(Exercise objective): Retype every record that follows, character for character.

Referring expression data
/---
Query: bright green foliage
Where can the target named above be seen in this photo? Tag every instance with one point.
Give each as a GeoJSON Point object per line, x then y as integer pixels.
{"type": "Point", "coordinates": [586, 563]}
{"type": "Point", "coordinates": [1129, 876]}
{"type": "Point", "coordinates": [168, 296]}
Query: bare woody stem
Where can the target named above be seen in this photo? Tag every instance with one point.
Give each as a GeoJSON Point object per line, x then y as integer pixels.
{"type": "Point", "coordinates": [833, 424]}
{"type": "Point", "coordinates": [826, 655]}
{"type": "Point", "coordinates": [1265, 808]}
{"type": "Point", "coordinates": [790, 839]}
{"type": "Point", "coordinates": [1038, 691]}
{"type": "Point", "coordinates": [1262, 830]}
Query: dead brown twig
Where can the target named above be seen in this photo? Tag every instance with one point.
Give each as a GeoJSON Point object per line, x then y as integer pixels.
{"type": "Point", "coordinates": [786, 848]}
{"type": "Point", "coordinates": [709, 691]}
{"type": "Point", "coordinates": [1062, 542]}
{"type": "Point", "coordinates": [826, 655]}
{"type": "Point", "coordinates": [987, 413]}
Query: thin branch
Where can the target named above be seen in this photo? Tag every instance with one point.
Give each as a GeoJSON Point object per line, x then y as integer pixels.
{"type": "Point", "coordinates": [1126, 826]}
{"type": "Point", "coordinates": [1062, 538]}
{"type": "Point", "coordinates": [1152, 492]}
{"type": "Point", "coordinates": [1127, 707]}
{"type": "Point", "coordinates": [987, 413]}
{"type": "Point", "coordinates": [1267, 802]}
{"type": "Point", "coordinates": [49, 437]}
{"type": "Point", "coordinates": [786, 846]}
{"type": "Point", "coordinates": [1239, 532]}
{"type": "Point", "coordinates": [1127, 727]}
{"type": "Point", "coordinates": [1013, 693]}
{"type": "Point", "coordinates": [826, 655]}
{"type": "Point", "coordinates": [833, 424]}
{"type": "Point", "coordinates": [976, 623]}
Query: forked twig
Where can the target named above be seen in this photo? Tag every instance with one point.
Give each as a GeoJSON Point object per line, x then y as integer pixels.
\---
(Result of this exercise):
Query: bright green foliage
Where can the target named above be seen in this photo? Tag every instance with one point.
Give each as a GeoJSON Point object per line, x then y as integer pixels.
{"type": "Point", "coordinates": [586, 563]}
{"type": "Point", "coordinates": [1129, 876]}
{"type": "Point", "coordinates": [168, 296]}
Query: bare woody stem
Where can the target named above be seen in this photo? Tag every instance with one point.
Give each as a GeoJSON Point object per line, x then y as integer pixels.
{"type": "Point", "coordinates": [833, 424]}
{"type": "Point", "coordinates": [826, 655]}
{"type": "Point", "coordinates": [1265, 808]}
{"type": "Point", "coordinates": [790, 839]}
{"type": "Point", "coordinates": [1038, 691]}
{"type": "Point", "coordinates": [1262, 830]}
Query: dead brown twig
Where can the target named above be seen in this photo? Tag every instance with one point.
Give each as a GeoJSON Point object per line, x then y as integer pixels.
{"type": "Point", "coordinates": [786, 848]}
{"type": "Point", "coordinates": [709, 691]}
{"type": "Point", "coordinates": [1062, 542]}
{"type": "Point", "coordinates": [826, 655]}
{"type": "Point", "coordinates": [987, 413]}
Query: thin branch
Where can the target named above be seen in this photo? Tag every instance with one point.
Give each as a GeoJSON Point object per line, x then y as integer pixels.
{"type": "Point", "coordinates": [1126, 826]}
{"type": "Point", "coordinates": [1062, 538]}
{"type": "Point", "coordinates": [1152, 492]}
{"type": "Point", "coordinates": [1127, 707]}
{"type": "Point", "coordinates": [987, 413]}
{"type": "Point", "coordinates": [1267, 802]}
{"type": "Point", "coordinates": [49, 437]}
{"type": "Point", "coordinates": [786, 846]}
{"type": "Point", "coordinates": [1239, 532]}
{"type": "Point", "coordinates": [1127, 727]}
{"type": "Point", "coordinates": [1013, 693]}
{"type": "Point", "coordinates": [826, 655]}
{"type": "Point", "coordinates": [833, 424]}
{"type": "Point", "coordinates": [976, 623]}
Query: forked twig
Where can the target named above be seen in this photo? Tag every instance with one point.
Give each as a GeoJSON Point object per line, x then y as integer pixels.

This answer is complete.